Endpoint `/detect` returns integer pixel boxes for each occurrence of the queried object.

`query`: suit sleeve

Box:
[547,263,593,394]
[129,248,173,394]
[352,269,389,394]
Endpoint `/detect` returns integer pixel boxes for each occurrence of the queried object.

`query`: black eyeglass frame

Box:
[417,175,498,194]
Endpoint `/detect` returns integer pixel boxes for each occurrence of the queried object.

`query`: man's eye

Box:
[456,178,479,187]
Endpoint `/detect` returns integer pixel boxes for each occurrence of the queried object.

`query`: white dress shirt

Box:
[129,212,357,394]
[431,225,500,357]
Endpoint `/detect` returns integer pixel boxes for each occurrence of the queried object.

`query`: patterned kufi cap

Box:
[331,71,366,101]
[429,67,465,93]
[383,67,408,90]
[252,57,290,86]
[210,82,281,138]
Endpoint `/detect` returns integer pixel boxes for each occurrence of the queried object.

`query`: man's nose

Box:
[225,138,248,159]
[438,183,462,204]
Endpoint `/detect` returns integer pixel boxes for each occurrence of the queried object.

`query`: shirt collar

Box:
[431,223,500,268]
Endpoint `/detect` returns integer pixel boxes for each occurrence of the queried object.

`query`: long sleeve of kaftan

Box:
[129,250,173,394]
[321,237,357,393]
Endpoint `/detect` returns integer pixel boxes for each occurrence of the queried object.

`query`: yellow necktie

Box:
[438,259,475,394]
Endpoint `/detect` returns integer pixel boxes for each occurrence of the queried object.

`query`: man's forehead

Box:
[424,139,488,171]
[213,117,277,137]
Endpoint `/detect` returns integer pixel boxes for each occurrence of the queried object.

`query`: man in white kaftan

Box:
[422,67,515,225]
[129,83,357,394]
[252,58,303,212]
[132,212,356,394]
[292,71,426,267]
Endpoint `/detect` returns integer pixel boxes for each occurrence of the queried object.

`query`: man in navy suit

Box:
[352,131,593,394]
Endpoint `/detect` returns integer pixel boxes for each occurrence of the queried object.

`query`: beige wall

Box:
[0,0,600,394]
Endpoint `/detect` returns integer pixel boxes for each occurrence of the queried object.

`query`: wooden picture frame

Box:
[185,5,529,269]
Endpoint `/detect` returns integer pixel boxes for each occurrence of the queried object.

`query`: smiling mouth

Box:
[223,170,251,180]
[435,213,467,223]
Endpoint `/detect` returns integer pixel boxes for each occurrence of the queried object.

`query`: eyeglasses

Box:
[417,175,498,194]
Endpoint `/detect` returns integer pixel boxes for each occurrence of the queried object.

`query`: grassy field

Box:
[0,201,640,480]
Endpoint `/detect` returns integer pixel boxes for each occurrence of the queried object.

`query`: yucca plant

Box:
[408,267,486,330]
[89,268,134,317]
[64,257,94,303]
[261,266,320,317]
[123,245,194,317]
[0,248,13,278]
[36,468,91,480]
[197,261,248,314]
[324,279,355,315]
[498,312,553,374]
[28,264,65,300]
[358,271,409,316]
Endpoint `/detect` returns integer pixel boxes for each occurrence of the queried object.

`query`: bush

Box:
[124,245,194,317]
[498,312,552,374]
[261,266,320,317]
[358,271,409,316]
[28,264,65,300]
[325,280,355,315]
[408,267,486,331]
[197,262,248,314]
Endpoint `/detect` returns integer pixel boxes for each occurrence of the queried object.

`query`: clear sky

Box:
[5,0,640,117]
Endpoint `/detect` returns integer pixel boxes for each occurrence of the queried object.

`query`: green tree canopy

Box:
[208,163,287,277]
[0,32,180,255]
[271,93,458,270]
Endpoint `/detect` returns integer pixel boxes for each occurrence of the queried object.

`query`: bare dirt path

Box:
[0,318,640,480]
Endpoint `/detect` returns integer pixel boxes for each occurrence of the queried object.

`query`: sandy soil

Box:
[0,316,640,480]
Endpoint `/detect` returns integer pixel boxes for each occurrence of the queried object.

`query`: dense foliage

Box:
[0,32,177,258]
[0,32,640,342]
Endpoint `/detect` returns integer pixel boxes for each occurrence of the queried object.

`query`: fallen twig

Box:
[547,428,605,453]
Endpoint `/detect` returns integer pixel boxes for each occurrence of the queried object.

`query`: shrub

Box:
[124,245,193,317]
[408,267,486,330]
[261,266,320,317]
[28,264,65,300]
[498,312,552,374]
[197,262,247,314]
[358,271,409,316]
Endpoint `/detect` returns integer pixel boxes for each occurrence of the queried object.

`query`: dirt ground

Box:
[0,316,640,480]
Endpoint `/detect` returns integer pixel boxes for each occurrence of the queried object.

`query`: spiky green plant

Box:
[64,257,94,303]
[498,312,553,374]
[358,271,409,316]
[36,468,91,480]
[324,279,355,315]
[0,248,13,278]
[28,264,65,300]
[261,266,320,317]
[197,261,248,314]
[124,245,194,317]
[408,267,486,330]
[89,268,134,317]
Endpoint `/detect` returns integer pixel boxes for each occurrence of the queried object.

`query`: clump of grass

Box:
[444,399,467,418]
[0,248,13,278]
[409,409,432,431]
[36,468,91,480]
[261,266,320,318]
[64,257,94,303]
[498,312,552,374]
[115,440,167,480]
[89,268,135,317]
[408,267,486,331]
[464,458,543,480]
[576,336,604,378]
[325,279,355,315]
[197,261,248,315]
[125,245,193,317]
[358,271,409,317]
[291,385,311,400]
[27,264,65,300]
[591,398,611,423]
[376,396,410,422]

### Brief:
Format every line of the listing above as a Markdown table with the columns Index and Entry, leaving out blank lines.

### Final result:
| Index | Entry |
|---|---|
| 1 | Endpoint `/detect` returns integer pixel boxes for each occurrence of the queried object. |
| 2 | `query`: suit sleeve |
| 3 | Box: |
| 4 | [547,263,593,394] |
| 5 | [129,248,173,394] |
| 6 | [352,269,389,394] |
| 7 | Endpoint `/detect` returns integer pixel boxes for each occurrence of the queried object. |
| 8 | `query`: black eyeglass frame |
| 9 | Box: |
| 10 | [417,175,498,194] |
| 11 | Endpoint `/detect` returns integer pixel boxes for each occurrence of the queried object. |
| 12 | `query`: man's eye |
| 13 | Box: |
| 14 | [456,178,479,187] |
| 15 | Endpoint `/detect` returns integer pixel boxes for each occurrence of the queried object. |
| 16 | `query`: white dress shirt |
| 17 | Box: |
| 18 | [129,212,357,394] |
| 19 | [431,225,500,357] |
| 20 | Endpoint `/detect` returns integer pixel boxes for each occurrence of the queried object. |
| 21 | `query`: patterned kufi cap |
| 22 | Box: |
| 23 | [331,71,366,101] |
| 24 | [429,67,465,93] |
| 25 | [383,67,408,90] |
| 26 | [252,57,290,86] |
| 27 | [210,82,281,138] |
| 28 | Endpoint `/detect` returns integer pixel boxes for each occurrence of the queried object. |
| 29 | `query`: man's nose |
| 30 | Box: |
| 31 | [225,138,248,159] |
| 32 | [438,183,462,204] |
| 33 | Endpoint `/detect` returns integer pixel boxes for each occurrence of the queried object. |
| 34 | `query`: shirt collar |
| 35 | Box: |
| 36 | [431,223,500,268] |
| 37 | Endpoint `/detect` returns integer pixel boxes for each occurrence of the queried object. |
| 38 | `query`: long sleeve of kaftan |
| 39 | Box: |
| 40 | [129,250,173,394] |
| 41 | [321,237,357,393] |
| 42 | Endpoint `/detect` returns integer pixel boxes for each occurrence of the queried object. |
| 43 | `query`: yellow necktie |
| 44 | Box: |
| 45 | [438,259,475,394] |
| 46 | Endpoint `/detect` returns integer pixel boxes for each occurrence of the queried object. |
| 47 | `query`: man's forehead |
| 48 | Box: |
| 49 | [424,139,488,171] |
| 50 | [213,117,277,137] |
| 51 | Endpoint `/detect` returns integer pixel boxes for each occurrence of the queried object. |
| 52 | `query`: man in white kaftan |
| 53 | Box: |
| 54 | [422,67,515,225] |
| 55 | [129,83,357,394] |
| 56 | [252,58,303,212] |
| 57 | [132,212,356,394] |
| 58 | [292,71,426,267] |
| 59 | Endpoint `/detect` returns integer pixel boxes for each occurrence of the queried object. |
| 60 | `query`: man in navy suit |
| 61 | Box: |
| 62 | [352,131,593,394] |
| 63 | Endpoint `/detect` returns integer pixel boxes for each occurrence of the queried object. |
| 64 | `query`: beige wall |
| 65 | Box: |
| 66 | [0,0,600,394] |
| 67 | Endpoint `/detect` returns integer pixel boxes for each occurrence of the queried object. |
| 68 | `query`: wooden picture frame |
| 69 | Box: |
| 70 | [185,5,529,269] |
| 71 | Endpoint `/detect` returns integer pixel boxes for each occurrence of the queried object. |
| 72 | `query`: smiling mouth |
| 73 | Box: |
| 74 | [223,170,251,180] |
| 75 | [435,213,467,223] |
| 76 | Endpoint `/detect` returns integer pixel boxes for each occurrence of the queried object. |
| 77 | `query`: eyeglasses |
| 78 | Box: |
| 79 | [417,175,498,194] |
| 80 | Endpoint `/detect` returns integer pixel boxes for each occurrence of the queried object. |
| 81 | `query`: grassy field |
| 82 | Box: |
| 83 | [0,201,640,480] |
| 84 | Endpoint `/detect` returns integer pixel boxes for each occurrence of the queried object. |
| 85 | `query`: yucca plant |
| 86 | Box: |
| 87 | [408,267,486,330] |
| 88 | [89,268,134,317] |
| 89 | [64,257,94,303] |
| 90 | [261,266,320,317] |
| 91 | [123,245,194,317] |
| 92 | [0,248,13,278] |
| 93 | [36,468,91,480] |
| 94 | [197,261,248,314] |
| 95 | [324,279,355,315] |
| 96 | [498,312,553,374] |
| 97 | [28,264,65,300] |
| 98 | [358,271,409,316] |
| 99 | Endpoint `/detect` returns integer pixel boxes for each occurrence of the queried object. |
| 100 | `query`: bush |
| 101 | Box: |
| 102 | [124,245,194,317] |
| 103 | [498,312,552,374] |
| 104 | [261,266,320,317] |
| 105 | [358,271,409,316] |
| 106 | [28,264,65,300] |
| 107 | [325,280,355,315] |
| 108 | [408,267,486,331] |
| 109 | [197,262,248,314] |
| 110 | Endpoint `/detect` returns integer pixel boxes for each occurrence of the queried object. |
| 111 | `query`: clear sky |
| 112 | Box: |
| 113 | [5,0,640,117] |
| 114 | Endpoint `/detect` returns integer pixel boxes for each occurrence of the queried object. |
| 115 | `query`: green tree canopy |
| 116 | Box: |
| 117 | [208,163,287,277] |
| 118 | [0,32,180,255] |
| 119 | [271,93,458,270] |
| 120 | Endpoint `/detect` returns integer pixel boxes for each occurrence of the queried object. |
| 121 | `query`: bare dirt path |
| 122 | Box: |
| 123 | [0,318,640,480] |
| 124 | Endpoint `/detect` returns integer pixel boxes for each occurrence of the queried object. |
| 125 | `query`: sandy soil |
| 126 | Box: |
| 127 | [0,316,640,480] |
| 128 | Endpoint `/detect` returns integer pixel boxes for each occurrence of the queried object. |
| 129 | `query`: dense foliage |
| 130 | Box: |
| 131 | [0,32,177,258] |
| 132 | [0,32,640,342] |
| 133 | Endpoint `/detect` returns integer pixel boxes for each occurrence of the queried object. |
| 134 | `query`: fallen twig |
| 135 | Box: |
| 136 | [547,428,605,453] |
| 137 | Endpoint `/detect` returns integer pixel boxes for each occurrence of the queried object. |
| 138 | `query`: shrub |
| 139 | Box: |
| 140 | [124,245,193,317] |
| 141 | [408,267,486,330] |
| 142 | [261,266,320,317] |
| 143 | [28,264,65,300] |
| 144 | [498,312,552,374] |
| 145 | [197,262,247,314] |
| 146 | [358,271,409,316] |
| 147 | Endpoint `/detect` returns integer pixel boxes for each occurrence of the queried object. |
| 148 | `query`: dirt ground |
| 149 | Box: |
| 150 | [0,316,640,480] |
| 151 | Endpoint `/detect` returns integer pixel boxes for each occurrence of the queried object. |
| 152 | `query`: spiky green plant |
| 153 | Box: |
| 154 | [64,257,94,303] |
| 155 | [498,312,553,374] |
| 156 | [358,271,409,316] |
| 157 | [36,468,91,480] |
| 158 | [324,279,355,315] |
| 159 | [0,248,13,278] |
| 160 | [28,264,65,300] |
| 161 | [261,266,320,317] |
| 162 | [197,261,248,314] |
| 163 | [124,245,194,317] |
| 164 | [408,267,486,330] |
| 165 | [89,268,134,317] |
| 166 | Endpoint `/detect` returns integer pixel boxes for each occurrence of the queried object. |
| 167 | `query`: clump of grass |
| 168 | Box: |
| 169 | [444,399,467,418] |
| 170 | [0,248,13,278] |
| 171 | [409,409,432,431] |
| 172 | [36,468,91,480] |
| 173 | [261,266,320,318] |
| 174 | [64,257,94,303] |
| 175 | [498,312,552,374] |
| 176 | [115,440,167,480] |
| 177 | [89,268,135,317] |
| 178 | [408,267,486,331] |
| 179 | [464,458,543,480] |
| 180 | [576,336,604,378] |
| 181 | [325,279,355,315] |
| 182 | [197,261,248,315] |
| 183 | [125,245,193,317] |
| 184 | [358,271,409,317] |
| 185 | [291,385,311,400] |
| 186 | [27,264,65,300] |
| 187 | [591,398,611,423] |
| 188 | [376,396,410,422] |